* [Excerpt]
How would you describe your work?
I do a variety of things that would fall under the umbrella of “work.” I design logos and publicity materials. I curate art shows, make books, and draw pictures. Generally, I think of my work as making the world a more beautiful place, one project at a time.
As an image-bearer of God, how does your work reflect some aspect of God’s work?
In Genesis 1, God was creative. He made things, and they were good. Therefore, I see myself as an image-bearer in being a “maker of good.” When I think about what I do—whether it is graphic design, creating books, or pulling prints—it’s all about making good. And “good” shouldn’t be confused with “nice “ or “sweet.” Good is a protest against the moral decay around us. Good is fountains of water in the desert. Good is iron that sharpens iron. Good adds to the beauty. Good is redemptive.
How does your work give you a unique vantage point into the brokenness of the world?
I often feel that my work magnifies the reality of the fall of Babel. My clients often struggle to put into words what they want. And once we’ve communicated clearly to each other, there comes even more work translating those ideas into a visual language their customer will understand. It can often feel muddled and bent.
I also struggle with having to reduce my work into quarter-hour increments for billing purposes. I realize that often I can’t bill for the time it actually takes to make what’s good. That creates tension in me and between me and my clients.
Jesus commands us to “love our neighbors as ourselves.” How does your work function as an opportunity to love and serve others?
I always tell people that graphic design is loving your neighbor—that is, if it’s done right. It’s tempting as an artist to steer projects in a direction that makes me look good and promotes my agenda. But instead it’s my job to make my client look good and to communicate his or her goals as clearly and beautifully as possible. Sometimes that means challenging the client and loving them by telling them what they thought they wanted was actually ugly or is ineffective. And often this means making something less elegant because it’s beyond the scope of what they can afford or more than what they desire.
Ultimately I serve people by giving them good. When people come to me with graphic design needs, I picture them coming with empty hands. I want fill those hands and, by God’s grace, I want to fill them to overflowing.

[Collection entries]
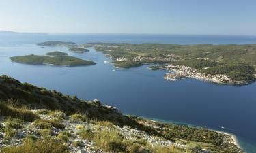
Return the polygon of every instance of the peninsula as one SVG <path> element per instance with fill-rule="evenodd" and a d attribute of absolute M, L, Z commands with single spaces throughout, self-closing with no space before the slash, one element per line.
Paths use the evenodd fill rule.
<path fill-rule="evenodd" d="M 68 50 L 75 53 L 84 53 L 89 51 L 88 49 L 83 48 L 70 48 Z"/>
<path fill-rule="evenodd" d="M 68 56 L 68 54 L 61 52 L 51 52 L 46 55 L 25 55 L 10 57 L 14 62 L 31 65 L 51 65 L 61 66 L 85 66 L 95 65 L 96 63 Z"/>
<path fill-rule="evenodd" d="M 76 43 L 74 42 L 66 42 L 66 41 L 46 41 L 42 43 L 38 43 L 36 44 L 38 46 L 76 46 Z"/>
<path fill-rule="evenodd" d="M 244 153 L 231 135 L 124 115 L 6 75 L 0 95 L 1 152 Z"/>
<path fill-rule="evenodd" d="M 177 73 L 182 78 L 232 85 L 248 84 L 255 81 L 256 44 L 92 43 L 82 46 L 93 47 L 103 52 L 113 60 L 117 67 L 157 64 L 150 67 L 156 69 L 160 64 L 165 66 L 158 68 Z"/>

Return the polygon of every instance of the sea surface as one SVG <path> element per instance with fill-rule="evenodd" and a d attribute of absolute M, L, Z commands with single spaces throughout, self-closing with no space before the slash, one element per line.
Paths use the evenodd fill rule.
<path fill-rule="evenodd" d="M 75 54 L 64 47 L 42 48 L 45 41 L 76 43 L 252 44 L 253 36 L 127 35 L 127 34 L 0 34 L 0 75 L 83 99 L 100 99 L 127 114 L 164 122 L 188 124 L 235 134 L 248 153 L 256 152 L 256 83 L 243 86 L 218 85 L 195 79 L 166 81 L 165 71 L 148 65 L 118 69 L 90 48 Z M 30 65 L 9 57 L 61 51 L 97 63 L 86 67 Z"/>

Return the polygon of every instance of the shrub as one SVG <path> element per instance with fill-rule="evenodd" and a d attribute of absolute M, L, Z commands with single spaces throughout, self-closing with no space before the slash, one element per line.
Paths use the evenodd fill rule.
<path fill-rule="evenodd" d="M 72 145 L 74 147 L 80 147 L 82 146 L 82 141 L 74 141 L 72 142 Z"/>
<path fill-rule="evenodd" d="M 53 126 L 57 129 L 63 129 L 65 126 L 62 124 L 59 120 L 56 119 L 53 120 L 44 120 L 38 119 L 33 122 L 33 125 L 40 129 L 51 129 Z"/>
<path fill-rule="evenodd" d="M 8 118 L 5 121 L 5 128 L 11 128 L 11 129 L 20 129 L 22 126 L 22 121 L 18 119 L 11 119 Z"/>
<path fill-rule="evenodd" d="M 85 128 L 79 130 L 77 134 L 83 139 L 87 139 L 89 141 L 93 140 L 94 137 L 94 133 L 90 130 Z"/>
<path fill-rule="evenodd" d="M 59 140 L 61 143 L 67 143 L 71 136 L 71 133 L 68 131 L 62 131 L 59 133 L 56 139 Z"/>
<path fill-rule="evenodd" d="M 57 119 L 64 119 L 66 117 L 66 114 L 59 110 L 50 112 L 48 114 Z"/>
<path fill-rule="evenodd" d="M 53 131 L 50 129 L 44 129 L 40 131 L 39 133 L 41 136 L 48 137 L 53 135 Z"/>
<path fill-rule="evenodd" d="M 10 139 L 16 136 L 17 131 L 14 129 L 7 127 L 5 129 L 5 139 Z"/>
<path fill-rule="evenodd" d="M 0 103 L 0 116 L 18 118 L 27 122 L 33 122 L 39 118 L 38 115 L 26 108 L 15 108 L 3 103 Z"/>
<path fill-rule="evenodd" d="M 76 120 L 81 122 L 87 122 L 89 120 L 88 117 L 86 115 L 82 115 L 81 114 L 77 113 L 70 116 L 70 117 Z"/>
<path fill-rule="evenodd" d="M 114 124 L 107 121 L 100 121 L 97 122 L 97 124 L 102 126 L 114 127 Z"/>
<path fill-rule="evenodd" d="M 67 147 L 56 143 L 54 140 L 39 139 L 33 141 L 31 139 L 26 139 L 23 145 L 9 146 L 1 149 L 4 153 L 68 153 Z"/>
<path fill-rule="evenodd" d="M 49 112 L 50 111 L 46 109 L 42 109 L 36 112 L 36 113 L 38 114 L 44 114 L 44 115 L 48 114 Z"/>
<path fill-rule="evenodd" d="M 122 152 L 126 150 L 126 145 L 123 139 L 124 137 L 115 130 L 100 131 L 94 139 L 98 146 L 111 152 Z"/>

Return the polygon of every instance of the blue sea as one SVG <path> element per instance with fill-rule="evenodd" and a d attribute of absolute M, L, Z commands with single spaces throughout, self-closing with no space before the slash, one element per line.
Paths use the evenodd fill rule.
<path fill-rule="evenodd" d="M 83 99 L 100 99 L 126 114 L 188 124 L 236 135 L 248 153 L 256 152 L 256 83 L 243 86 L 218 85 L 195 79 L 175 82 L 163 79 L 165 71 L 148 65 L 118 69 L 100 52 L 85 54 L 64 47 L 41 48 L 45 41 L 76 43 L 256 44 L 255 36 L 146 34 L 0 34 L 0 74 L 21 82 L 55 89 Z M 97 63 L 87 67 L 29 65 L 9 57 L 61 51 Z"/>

* [Requirement 1] In the interview, why does the speaker see themselves as an image-bearer by being a "maker of good"? Please answer in one to three sentences.
* [Requirement 2] According to the interview, how does the speaker picture people who come with graphic design needs?
* [Requirement 3] Rewrite the interview's paragraph beginning "I always tell people that graphic design is loving your neighbor" as a short bulleted list that keeps its main facts.

* [Task solution 1] The speaker points to Genesis 1, where God was creative and made things that were good. Because of that, the speaker sees bearing God's image as being a "maker of good" in design, books and prints.

* [Task solution 2] As coming with empty hands.

* [Task solution 3]
- Done right, graphic design is loving your neighbor.
- An artist is tempted to steer projects toward looking good and promoting their own agenda.
- The job is instead to make the client look good and communicate their goals as clearly and beautifully as possible.
- Sometimes that means challenging clients by telling them that what they wanted was ugly or ineffective.
- Often it means making something less elegant because the elegant version is beyond what the client can afford or more than they desire.